→ **Exercise goal**: Scan the records that follow, and whenever a line has the word "negative", copy it.

Stored entries
=== Section Start ===
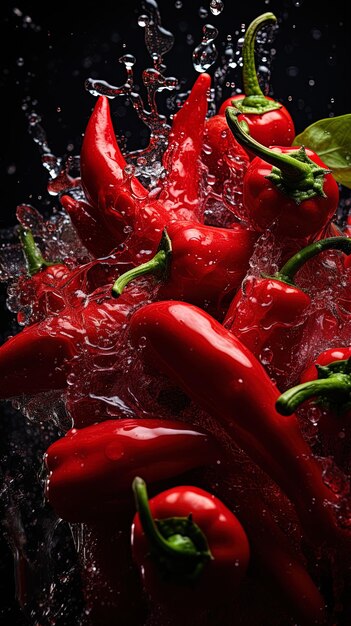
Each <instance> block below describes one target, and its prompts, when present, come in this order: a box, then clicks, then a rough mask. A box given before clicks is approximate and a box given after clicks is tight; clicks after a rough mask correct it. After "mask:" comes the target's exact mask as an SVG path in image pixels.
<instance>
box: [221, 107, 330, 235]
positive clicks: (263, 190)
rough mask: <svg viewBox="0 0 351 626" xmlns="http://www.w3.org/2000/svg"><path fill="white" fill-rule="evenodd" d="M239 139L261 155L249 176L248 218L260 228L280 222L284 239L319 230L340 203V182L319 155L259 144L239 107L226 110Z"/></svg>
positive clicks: (244, 182) (250, 167)
mask: <svg viewBox="0 0 351 626" xmlns="http://www.w3.org/2000/svg"><path fill="white" fill-rule="evenodd" d="M226 118H227V122H228V126H229V128H230V129H231V131H232V132H233V134H234V136H235V137H236V139H237V140H238V141H239V143H241V145H243V146H244V147H245V148H247V149H250V150H251V151H252V152H253V153H254V154H256V155H257V157H258V158H255V159H253V161H252V162H251V164H250V165H249V167H248V169H247V171H246V173H245V176H244V187H243V204H244V209H245V211H246V217H247V221H248V223H249V224H250V225H252V227H253V228H255V229H257V230H258V231H264V230H265V229H267V228H270V227H272V225H274V231H275V233H276V235H277V237H278V238H280V239H286V238H287V239H296V238H297V239H303V238H305V237H310V236H315V235H317V234H318V233H319V232H320V231H321V230H322V229H323V228H324V227H325V226H326V225H327V224H328V222H330V220H331V219H332V218H333V216H334V214H335V211H336V209H337V206H338V200H339V187H338V184H337V182H336V180H335V178H334V177H333V175H332V174H331V173H330V170H328V169H327V168H326V167H325V165H324V163H323V161H322V160H321V159H320V158H319V156H318V155H317V154H316V153H315V152H313V151H312V150H309V149H307V148H304V147H301V148H298V149H297V148H292V147H279V146H275V147H274V148H273V149H270V148H267V147H266V146H264V145H262V144H260V143H258V142H257V141H255V140H254V139H253V138H252V137H250V136H249V135H248V134H247V133H246V132H245V131H244V130H243V128H242V127H241V125H240V123H239V119H238V110H237V109H234V108H231V107H228V108H227V109H226Z"/></svg>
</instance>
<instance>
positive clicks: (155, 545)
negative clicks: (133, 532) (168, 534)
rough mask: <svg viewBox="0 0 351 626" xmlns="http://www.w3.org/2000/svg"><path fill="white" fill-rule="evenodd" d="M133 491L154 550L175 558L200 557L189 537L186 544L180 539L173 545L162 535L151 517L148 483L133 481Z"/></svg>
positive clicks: (186, 539)
mask: <svg viewBox="0 0 351 626" xmlns="http://www.w3.org/2000/svg"><path fill="white" fill-rule="evenodd" d="M133 491H134V496H135V502H136V507H137V511H138V513H139V517H140V522H141V526H142V528H143V531H144V533H145V535H146V536H147V538H148V541H149V542H150V544H151V546H152V547H153V548H154V550H156V552H158V553H160V552H161V554H165V555H168V556H173V557H182V558H183V557H185V558H187V557H190V558H194V557H195V558H196V557H198V555H199V553H198V551H197V549H196V547H195V545H194V544H193V542H192V541H191V539H190V538H189V537H186V538H185V540H186V543H185V542H183V541H181V538H180V537H179V543H178V544H177V543H174V542H173V543H172V544H171V543H170V542H169V541H168V540H167V539H165V538H164V537H163V535H162V534H161V533H160V531H159V530H158V528H157V526H156V524H155V521H154V519H153V517H152V515H151V511H150V505H149V499H148V495H147V488H146V483H145V481H144V480H143V479H142V478H140V477H139V476H136V478H134V480H133Z"/></svg>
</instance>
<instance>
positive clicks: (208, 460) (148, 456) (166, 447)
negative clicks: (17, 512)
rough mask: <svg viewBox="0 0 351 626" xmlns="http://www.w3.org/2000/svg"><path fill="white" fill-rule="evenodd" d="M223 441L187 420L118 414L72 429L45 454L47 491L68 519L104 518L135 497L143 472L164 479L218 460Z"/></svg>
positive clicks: (76, 520) (60, 515) (46, 483)
mask: <svg viewBox="0 0 351 626" xmlns="http://www.w3.org/2000/svg"><path fill="white" fill-rule="evenodd" d="M219 456H220V450H219V446H218V445H217V444H216V443H215V440H213V438H212V437H211V435H208V434H206V433H205V432H202V431H199V430H198V429H196V430H195V429H194V428H190V427H188V426H187V425H186V424H184V423H183V422H177V421H172V420H170V421H169V420H167V421H166V420H161V419H156V418H155V419H142V420H141V419H118V420H107V421H104V422H101V423H100V424H94V425H92V426H87V427H86V428H82V429H80V430H77V429H72V430H69V431H68V432H67V434H66V435H65V436H64V437H63V438H61V439H58V440H57V441H55V442H54V443H53V444H52V445H51V446H50V447H49V448H48V450H47V452H46V454H45V463H46V467H47V469H48V472H49V474H48V477H47V480H46V485H45V494H46V497H47V499H48V502H49V503H50V504H51V505H52V507H53V508H54V509H55V511H56V512H57V513H58V515H59V516H60V517H62V519H65V520H67V521H70V522H82V521H91V520H94V519H95V520H96V521H99V518H101V515H102V513H103V512H104V514H107V513H108V515H109V517H110V516H111V515H117V512H118V511H119V512H121V511H122V510H123V508H124V506H125V502H126V501H127V502H128V501H130V500H131V497H132V494H131V484H132V481H133V478H134V476H135V474H136V473H137V472H140V473H142V474H143V476H145V478H146V479H147V480H148V482H150V483H151V482H152V483H154V482H161V481H163V480H167V479H169V478H172V477H174V476H178V475H179V474H182V473H184V472H186V471H188V470H190V469H193V468H195V467H199V466H202V465H203V464H205V463H206V464H209V463H213V462H215V461H216V460H217V459H218V458H219Z"/></svg>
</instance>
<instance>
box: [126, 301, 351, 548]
=== Section End ===
→ **Response for this exercise**:
negative clicks: (133, 532) (168, 534)
negative clicks: (17, 512)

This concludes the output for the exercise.